== EXERCISE BRIEF ==
What you give back must match the data character for character.

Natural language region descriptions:
###

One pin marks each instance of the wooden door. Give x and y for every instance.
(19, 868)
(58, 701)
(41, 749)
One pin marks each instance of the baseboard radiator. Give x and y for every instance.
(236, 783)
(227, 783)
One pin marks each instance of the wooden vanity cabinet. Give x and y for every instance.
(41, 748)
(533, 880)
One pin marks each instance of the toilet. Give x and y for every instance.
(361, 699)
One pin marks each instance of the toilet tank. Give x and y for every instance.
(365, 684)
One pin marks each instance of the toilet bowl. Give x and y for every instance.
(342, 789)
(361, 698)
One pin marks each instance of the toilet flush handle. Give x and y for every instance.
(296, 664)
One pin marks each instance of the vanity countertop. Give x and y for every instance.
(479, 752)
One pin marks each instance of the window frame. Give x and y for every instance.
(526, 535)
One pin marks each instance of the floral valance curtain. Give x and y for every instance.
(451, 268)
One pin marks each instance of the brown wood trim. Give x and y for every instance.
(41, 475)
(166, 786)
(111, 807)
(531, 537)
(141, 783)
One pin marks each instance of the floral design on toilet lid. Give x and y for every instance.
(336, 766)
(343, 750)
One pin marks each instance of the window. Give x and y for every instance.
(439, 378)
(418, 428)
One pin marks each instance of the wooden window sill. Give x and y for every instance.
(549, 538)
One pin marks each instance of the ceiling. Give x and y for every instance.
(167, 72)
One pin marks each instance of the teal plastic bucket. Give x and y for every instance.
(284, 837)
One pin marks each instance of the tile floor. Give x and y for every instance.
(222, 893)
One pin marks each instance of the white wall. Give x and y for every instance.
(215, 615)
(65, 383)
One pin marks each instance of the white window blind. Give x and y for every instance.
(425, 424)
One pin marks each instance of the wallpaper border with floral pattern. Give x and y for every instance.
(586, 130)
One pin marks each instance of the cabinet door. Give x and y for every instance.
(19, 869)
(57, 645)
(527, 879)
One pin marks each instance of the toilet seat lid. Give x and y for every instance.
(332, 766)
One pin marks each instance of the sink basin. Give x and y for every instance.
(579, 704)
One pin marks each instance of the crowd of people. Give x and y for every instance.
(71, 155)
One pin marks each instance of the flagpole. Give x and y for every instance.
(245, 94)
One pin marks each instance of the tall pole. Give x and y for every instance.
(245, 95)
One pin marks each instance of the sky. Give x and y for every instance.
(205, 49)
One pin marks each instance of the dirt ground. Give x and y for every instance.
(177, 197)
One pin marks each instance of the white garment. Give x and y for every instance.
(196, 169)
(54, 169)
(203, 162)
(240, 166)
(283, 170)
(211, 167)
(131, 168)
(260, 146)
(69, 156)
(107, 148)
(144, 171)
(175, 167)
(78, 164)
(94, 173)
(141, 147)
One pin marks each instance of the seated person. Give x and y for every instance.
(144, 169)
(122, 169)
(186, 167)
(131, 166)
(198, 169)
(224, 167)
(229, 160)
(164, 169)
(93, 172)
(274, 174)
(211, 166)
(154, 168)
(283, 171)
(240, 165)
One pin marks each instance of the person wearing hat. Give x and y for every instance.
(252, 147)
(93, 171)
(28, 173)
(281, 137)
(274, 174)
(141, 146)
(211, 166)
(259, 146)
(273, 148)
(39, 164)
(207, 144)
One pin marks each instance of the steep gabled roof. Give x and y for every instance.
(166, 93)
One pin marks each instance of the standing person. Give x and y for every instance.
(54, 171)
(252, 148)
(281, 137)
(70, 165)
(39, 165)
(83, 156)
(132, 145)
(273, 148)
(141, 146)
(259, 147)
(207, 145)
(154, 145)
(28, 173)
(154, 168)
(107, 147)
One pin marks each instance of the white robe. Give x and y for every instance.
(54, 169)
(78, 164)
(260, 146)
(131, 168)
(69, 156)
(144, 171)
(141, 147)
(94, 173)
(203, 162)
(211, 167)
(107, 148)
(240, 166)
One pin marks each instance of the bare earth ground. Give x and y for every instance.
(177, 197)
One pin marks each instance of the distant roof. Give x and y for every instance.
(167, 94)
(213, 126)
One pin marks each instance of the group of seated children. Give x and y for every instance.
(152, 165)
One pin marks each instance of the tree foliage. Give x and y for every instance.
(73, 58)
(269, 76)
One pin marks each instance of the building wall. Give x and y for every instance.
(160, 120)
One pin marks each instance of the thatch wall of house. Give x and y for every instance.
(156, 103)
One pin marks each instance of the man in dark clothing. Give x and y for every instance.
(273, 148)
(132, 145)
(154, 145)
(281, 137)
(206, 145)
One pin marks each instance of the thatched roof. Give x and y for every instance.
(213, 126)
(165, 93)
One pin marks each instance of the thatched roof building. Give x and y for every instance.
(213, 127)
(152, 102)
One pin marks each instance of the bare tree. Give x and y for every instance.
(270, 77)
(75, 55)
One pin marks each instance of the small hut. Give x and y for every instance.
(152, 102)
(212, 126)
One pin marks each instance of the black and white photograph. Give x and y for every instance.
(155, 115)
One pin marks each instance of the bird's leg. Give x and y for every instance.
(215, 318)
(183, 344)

###

== EXERCISE SOLUTION ==
One pin marks each instance of the wooden door. Give x and y for every instance.
(19, 868)
(58, 701)
(41, 749)
One pin marks each instance of the baseboard radiator. Give x and y for every instance.
(236, 783)
(227, 783)
One pin marks each instance of the wooden vanity cabinet. Give x and y for every instance.
(41, 748)
(533, 880)
One pin marks each instance of the toilet. Give x and y for every instance.
(361, 699)
One pin marks each instance of the toilet tank. Give x and y for every instance.
(365, 684)
One pin marks each instance of the toilet bowl. Give x and y for every instance.
(342, 789)
(361, 698)
One pin marks each instance of the toilet flush handle. Give x and y for every instance.
(296, 664)
One pin marks each instance of the vanity countertop. Give x and y for every instance.
(479, 752)
One pin marks each instance of the window frame. Give x and y for every instance.
(526, 535)
One pin marks each instance of the floral valance curtain. Give x and y for every instance.
(451, 268)
One pin marks each instance of the brown wood trim. Give x and y for every instance.
(41, 475)
(166, 786)
(111, 807)
(531, 537)
(141, 783)
One pin marks each instance of the floral design on toilet lid. Give x and y for every instance.
(336, 766)
(343, 750)
One pin marks each instance of the window. Give x and y for every instance.
(439, 378)
(418, 428)
One pin marks each instance of the wooden window sill. Give x and y for every instance.
(549, 538)
One pin marks each instance of the ceiling. Give x and y for every instance.
(167, 72)
One pin marks each instance of the teal plastic bucket. Give x and y for every instance.
(284, 837)
One pin marks each instance of the tile floor. Give x and y for every instance.
(222, 893)
One pin marks each instance of the white wall. Give x and y for every instance.
(215, 615)
(65, 383)
One pin marks each instance of the white window blind. Give x and y for every instance.
(425, 424)
One pin marks each instance of the wallpaper border with floral pattern. Give x and y for every instance.
(586, 130)
One pin marks each instance of the cabinet door. Give x and y for every instance.
(19, 869)
(57, 645)
(527, 879)
One pin marks each instance of the toilet seat lid. Give x and y for every instance.
(332, 766)
One pin marks each instance of the sink basin. Give x and y for every instance.
(579, 704)
One pin marks each instance of the crowd of people. Give x and y for every instance.
(71, 155)
One pin marks each instance of the flagpole. Give x and y for every instance.
(245, 94)
One pin marks each instance of the tall pole. Give x and y for every instance.
(245, 95)
One pin marks each instance of the sky. Give x and y for every instance.
(205, 49)
One pin marks each instance of the dirt ground. Give x and y for every instance.
(177, 197)
One pin marks each instance of the white garment. Give x and y for every instance.
(196, 169)
(54, 169)
(203, 162)
(240, 166)
(283, 170)
(211, 167)
(131, 168)
(260, 146)
(69, 156)
(107, 148)
(144, 171)
(175, 167)
(78, 164)
(94, 173)
(141, 147)
One pin marks each instance of the seated person. Give x and y for every instance.
(144, 169)
(122, 169)
(186, 167)
(131, 166)
(198, 169)
(224, 167)
(229, 160)
(164, 169)
(93, 172)
(274, 174)
(211, 166)
(154, 168)
(283, 171)
(240, 165)
One pin marks each instance of the person wearing hat. Give x and y for every instance.
(252, 147)
(93, 171)
(28, 173)
(281, 137)
(274, 174)
(141, 146)
(211, 166)
(259, 146)
(273, 148)
(39, 164)
(207, 144)
One pin marks each instance of the steep gabled roof. Give x and y for every instance.
(166, 93)
One pin marks each instance of the standing person. Give x and y for every instance.
(54, 171)
(252, 148)
(281, 137)
(70, 165)
(39, 165)
(83, 156)
(132, 145)
(273, 148)
(141, 146)
(259, 147)
(207, 145)
(154, 145)
(28, 173)
(154, 168)
(107, 147)
One pin marks each instance of the white robe. Give x and y for every instance.
(54, 169)
(78, 164)
(260, 146)
(131, 168)
(69, 156)
(144, 171)
(141, 147)
(94, 173)
(203, 162)
(211, 167)
(107, 148)
(240, 166)
One pin marks each instance of the bare earth ground. Give x and y for every instance.
(177, 197)
One pin marks each instance of the distant roof. Give x and y for every instance.
(167, 94)
(213, 126)
One pin marks each instance of the group of seated children. Give x and y for every instance.
(152, 165)
One pin marks each instance of the tree foliage. Give x and y for every instance.
(73, 58)
(269, 76)
One pin marks each instance of the building wall. Give x and y for every instance.
(160, 120)
One pin marks each instance of the thatch wall of house. Give x and y for every instance.
(156, 103)
One pin marks each instance of the man in dark clothing. Give x and y for every instance.
(273, 148)
(132, 145)
(154, 145)
(281, 137)
(206, 145)
One pin marks each instance of the thatched roof. Give x and y for every instance.
(213, 126)
(165, 93)
One pin marks each instance of the thatched roof building. Give x and y for every instance.
(213, 127)
(152, 102)
One pin marks each instance of the bare tree. Give x and y for every instance.
(270, 77)
(75, 55)
One pin marks each instance of the small hut. Give x and y for every instance.
(152, 102)
(212, 126)
One pin marks each instance of the black and white photograph. Give x and y for every instance.
(155, 115)
One pin marks each instance of the bird's leg. Give x and y for every instance.
(215, 318)
(183, 344)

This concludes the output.